* Start PROVIDED INFORMATION *

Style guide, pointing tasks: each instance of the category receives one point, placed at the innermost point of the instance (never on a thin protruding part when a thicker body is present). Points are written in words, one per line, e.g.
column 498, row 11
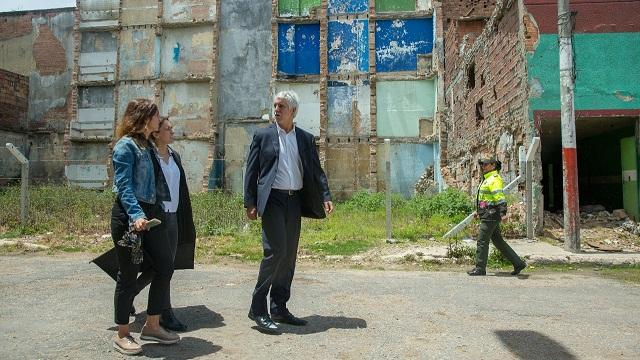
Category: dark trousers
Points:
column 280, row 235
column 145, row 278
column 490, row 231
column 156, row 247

* End PROVIDED INFORMATION *

## [EXERCISE PROMPT]
Transcribe each line of the records above word for word, leaving out the pictures.

## [WORKED SOLUTION]
Style guide, pointing tasks: each instance of the category receives one point, placed at the innermost point of the instance (never on a thin protruding part when a thicker body is present). Points are written in words, one per line, e.g.
column 498, row 11
Category: dark trousers
Points:
column 280, row 235
column 145, row 278
column 490, row 231
column 156, row 247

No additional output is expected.